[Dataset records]
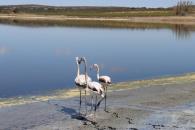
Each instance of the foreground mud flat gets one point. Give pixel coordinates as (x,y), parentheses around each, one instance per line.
(163,104)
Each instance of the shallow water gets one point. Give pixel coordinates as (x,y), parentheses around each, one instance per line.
(39,59)
(178,118)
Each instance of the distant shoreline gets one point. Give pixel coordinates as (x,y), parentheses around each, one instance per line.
(183,79)
(185,20)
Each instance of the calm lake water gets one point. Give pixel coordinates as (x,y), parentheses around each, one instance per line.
(40,59)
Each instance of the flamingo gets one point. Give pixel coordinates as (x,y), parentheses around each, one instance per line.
(80,80)
(104,80)
(95,88)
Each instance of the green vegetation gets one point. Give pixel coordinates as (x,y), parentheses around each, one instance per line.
(86,11)
(183,8)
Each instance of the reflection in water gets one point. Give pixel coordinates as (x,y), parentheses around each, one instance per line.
(182,31)
(44,58)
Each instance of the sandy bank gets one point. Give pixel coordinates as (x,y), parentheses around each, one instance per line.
(70,93)
(152,106)
(187,20)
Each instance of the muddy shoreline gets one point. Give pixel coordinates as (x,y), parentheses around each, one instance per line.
(185,20)
(157,106)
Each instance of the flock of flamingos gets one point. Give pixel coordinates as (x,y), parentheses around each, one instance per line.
(85,83)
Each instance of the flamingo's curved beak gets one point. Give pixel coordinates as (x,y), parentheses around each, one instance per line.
(91,67)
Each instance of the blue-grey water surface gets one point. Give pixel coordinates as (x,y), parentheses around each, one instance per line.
(39,59)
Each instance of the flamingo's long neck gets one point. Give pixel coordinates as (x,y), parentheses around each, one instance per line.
(85,71)
(78,69)
(98,72)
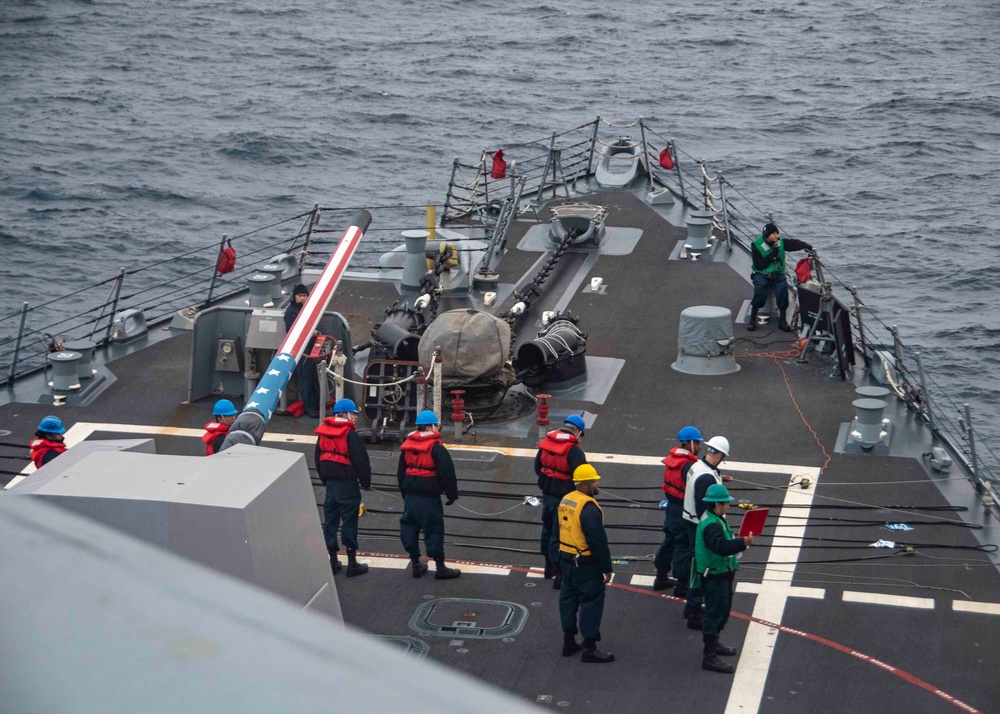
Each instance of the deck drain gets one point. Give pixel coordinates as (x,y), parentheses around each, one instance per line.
(447,617)
(410,645)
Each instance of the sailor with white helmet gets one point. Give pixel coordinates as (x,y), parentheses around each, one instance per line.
(701,476)
(344,468)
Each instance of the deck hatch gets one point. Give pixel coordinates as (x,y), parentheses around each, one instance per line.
(469,619)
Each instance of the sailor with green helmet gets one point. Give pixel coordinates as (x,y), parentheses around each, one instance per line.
(715,565)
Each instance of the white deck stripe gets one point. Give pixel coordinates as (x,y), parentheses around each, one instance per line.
(747,689)
(793,590)
(923,603)
(982,608)
(596,458)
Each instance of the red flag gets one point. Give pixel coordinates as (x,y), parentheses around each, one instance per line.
(803,270)
(666,160)
(227,260)
(499,165)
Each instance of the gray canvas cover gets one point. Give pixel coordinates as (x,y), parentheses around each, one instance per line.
(474,345)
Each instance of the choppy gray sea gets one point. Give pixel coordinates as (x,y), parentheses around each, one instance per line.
(136,129)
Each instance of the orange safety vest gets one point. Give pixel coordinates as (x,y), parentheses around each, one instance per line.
(555,454)
(333,440)
(673,479)
(212,430)
(40,447)
(417,453)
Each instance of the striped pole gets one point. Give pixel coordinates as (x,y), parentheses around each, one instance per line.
(251,423)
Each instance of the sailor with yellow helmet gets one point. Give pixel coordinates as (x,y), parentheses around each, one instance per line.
(585,562)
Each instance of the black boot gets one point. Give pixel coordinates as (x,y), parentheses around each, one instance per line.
(710,660)
(443,572)
(353,566)
(663,580)
(570,644)
(592,654)
(550,569)
(418,568)
(724,650)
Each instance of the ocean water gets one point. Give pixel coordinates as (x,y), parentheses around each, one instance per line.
(136,129)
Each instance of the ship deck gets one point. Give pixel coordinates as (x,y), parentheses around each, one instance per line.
(823,621)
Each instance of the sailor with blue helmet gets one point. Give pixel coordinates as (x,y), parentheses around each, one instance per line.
(48,442)
(224,413)
(344,468)
(425,472)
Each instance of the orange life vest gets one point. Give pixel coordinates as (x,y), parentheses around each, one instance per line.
(417,453)
(333,440)
(40,447)
(212,430)
(555,454)
(673,479)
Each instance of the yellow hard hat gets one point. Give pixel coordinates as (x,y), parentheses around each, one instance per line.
(585,472)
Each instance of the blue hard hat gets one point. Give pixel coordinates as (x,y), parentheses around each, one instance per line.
(688,433)
(51,425)
(577,421)
(427,418)
(224,407)
(345,406)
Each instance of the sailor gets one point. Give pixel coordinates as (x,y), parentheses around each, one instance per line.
(768,253)
(344,468)
(48,442)
(558,456)
(715,564)
(675,551)
(701,476)
(425,472)
(585,561)
(305,371)
(216,430)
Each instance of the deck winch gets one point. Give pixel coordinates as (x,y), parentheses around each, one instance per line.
(556,356)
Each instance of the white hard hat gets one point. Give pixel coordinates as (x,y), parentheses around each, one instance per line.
(719,443)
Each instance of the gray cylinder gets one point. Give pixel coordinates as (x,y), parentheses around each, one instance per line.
(260,289)
(277,271)
(867,427)
(415,263)
(85,367)
(699,231)
(704,337)
(65,376)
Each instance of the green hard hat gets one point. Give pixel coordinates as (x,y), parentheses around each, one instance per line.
(717,493)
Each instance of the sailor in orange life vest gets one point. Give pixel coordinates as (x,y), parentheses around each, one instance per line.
(675,551)
(215,431)
(48,442)
(701,476)
(425,472)
(344,468)
(715,565)
(585,560)
(559,454)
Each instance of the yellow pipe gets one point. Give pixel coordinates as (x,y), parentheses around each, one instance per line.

• _WHAT THE TASK REQUIRES_
Rewrite all of the data above, replacing "Give pixel coordinates" with "Provide pixel coordinates" wherever it appears and leaving everything else unchanged. Omit the pictures from your answer.

• _RESULT_
Each instance of the foreground mud flat gets one point. Provide pixel coordinates as (x,y), parentheses around each, one instance per line.
(163,104)
Each instance of the shallow water gets one point. Provide pixel coordinates as (x,y), parentheses around each, one instance per line.
(39,59)
(178,118)
Each instance of the distant shoreline gets one point. Provide pixel coordinates as (x,y), parentheses around each, one instance per line.
(183,79)
(185,20)
Each instance of the calm lake water gets one point. Provide pixel coordinates as (x,y), parentheses around each, one instance per line.
(40,59)
Each instance of the flamingo gets one point. Provide pixel coordinates as (x,y), parentheses around each, one instance per line.
(80,80)
(104,80)
(95,88)
Each instance of the green vegetation gets one point. Provide pixel coordinates as (x,y), parentheses around each, one instance per line.
(86,11)
(183,8)
Each instance of the reflection in water gets one point. Provide pixel coordinates as (x,y), parentheses around each, one instance per line.
(182,31)
(44,58)
Each instance of the sandy bank gets one point. Provide pixel coordinates as (x,y), parentheses around each, one instance per line.
(70,93)
(152,106)
(187,20)
Each instance of the muddy shoreline gets one point. Provide pixel coordinates as (x,y), parentheses around each, one instance per line.
(185,20)
(157,106)
Each instance of the flock of flamingos gets one point. Provide pixel coordinates as (x,y), parentheses around each, one instance per line.
(85,83)
Each instance of the flamingo's curved beak gets one point. Provide pixel coordinates as (x,y), parentheses around each, one instance per line.
(91,67)
Each instance of the blue-grey water surface gets one point. Provide pixel coordinates as (x,y), parentheses around each, one instance per line.
(39,59)
Each instance of the flamingo's long neck gets one point. Provide pixel coordinates as (x,y), parentheses around each, one instance per line.
(85,71)
(78,69)
(98,72)
Each instance of the deck drain gets one point. Provide pixel coordinates as (x,y), parentheses around each, one instance per line.
(447,617)
(410,645)
Each instance of the sailor with white helmet gets one point. Provide pixel coordinates as (x,y), parentheses around each, one instance per line.
(701,476)
(344,468)
Each instance of the deck hatch gets one point. Provide pixel coordinates as (x,y), parentheses around each, one instance per line.
(469,619)
Each instance of the sailor with green helmet gets one point. Provide pixel coordinates as (x,y), parentheses around each, one instance per line.
(715,565)
Each instance of the white deck stripe gets one point. Provide pixel coordinates as (x,y), parentheses around each, one instance per line.
(747,689)
(793,590)
(923,603)
(982,608)
(596,458)
Each instance of the red flag gets one point. Provide pixel coordinates as (x,y), parentheses around each, one instance per line.
(803,270)
(666,160)
(227,260)
(499,165)
Each instance of the gray canvas cover gets one point. Provide pixel coordinates as (x,y), parentheses around each, one instance per line.
(474,345)
Each instance of the choppy gray sea gets one point. Provide pixel coordinates as (x,y), parentheses around each, one instance per line.
(136,129)
Each instance of the orange safety vest gets one point. Provide pixel coordinates as (x,y), parentheses around each, one instance per line.
(555,454)
(333,440)
(673,479)
(212,430)
(40,447)
(417,453)
Each instance of the striped pole gets one point. Provide pixel coordinates as (x,y), parentheses around each, one instance per line.
(251,423)
Each instance of the sailor with yellow helmet gets one point. Provide pixel coordinates as (x,y), parentheses around each, one instance per line.
(585,562)
Each instance of the black boot gets one point. Provide pixel coordinates as (x,y), parentheses around each, one instance per line.
(710,660)
(443,572)
(353,566)
(663,580)
(570,644)
(592,654)
(550,569)
(418,568)
(724,650)
Each instance of the ocean water gets one point. Provide pixel coordinates as (x,y), parentheses around each, one instance per line.
(136,129)
Each instance of the ship deck gets one point. Provide pixel coordinates as (x,y), parentheses around each, one instance per line.
(823,621)
Each instance of the sailor with blue helmet gets one point. Provide pixel coordinates as (x,y), parentheses around each, one instance per line.
(48,442)
(224,413)
(344,468)
(425,472)
Each instance of the orange life vest gets one point. Provide pixel coordinates as (x,y), parentheses around each, one instance per line.
(417,453)
(333,440)
(40,447)
(212,430)
(555,454)
(673,479)
Each instance of the yellow hard hat gets one point. Provide pixel coordinates as (x,y), parentheses around each, one instance per line.
(585,472)
Each instance of the blue hard hat gets one point. Provide pixel coordinates as (x,y), parentheses around each, one instance per line.
(688,433)
(51,425)
(577,421)
(427,418)
(224,407)
(345,406)
Each instance of the sailor gets one point. Provide pixel coordinates as (x,y), parentheses around each, one instance per line.
(768,253)
(344,468)
(48,442)
(558,456)
(715,564)
(675,551)
(701,476)
(425,472)
(585,561)
(305,371)
(216,430)
Each instance of the deck winch gets one point. Provide pixel coordinates as (x,y), parentheses around each, one instance per line.
(556,356)
Each instance of the white hard hat gets one point. Provide pixel coordinates as (x,y), parentheses around each, one instance per line.
(719,443)
Each instance of the gray cylinder gets one point. Provide pixel coordinates as (x,y), parentheses around each, one instance per line.
(260,289)
(277,271)
(867,427)
(415,263)
(85,367)
(699,231)
(704,337)
(65,376)
Each instance of the green hard hat gets one point. Provide pixel coordinates as (x,y), parentheses around each, one instance per line.
(717,493)
Each instance of the sailor in orange life vest gets one point. Provide pixel coordinates as (x,y), parentheses around each, one instance per line.
(675,551)
(215,431)
(48,442)
(701,476)
(425,472)
(344,468)
(715,565)
(585,560)
(559,454)
Each instance of the yellow pipe gets one point. Provide pixel coordinates as (x,y), parentheses around each, one instance per line.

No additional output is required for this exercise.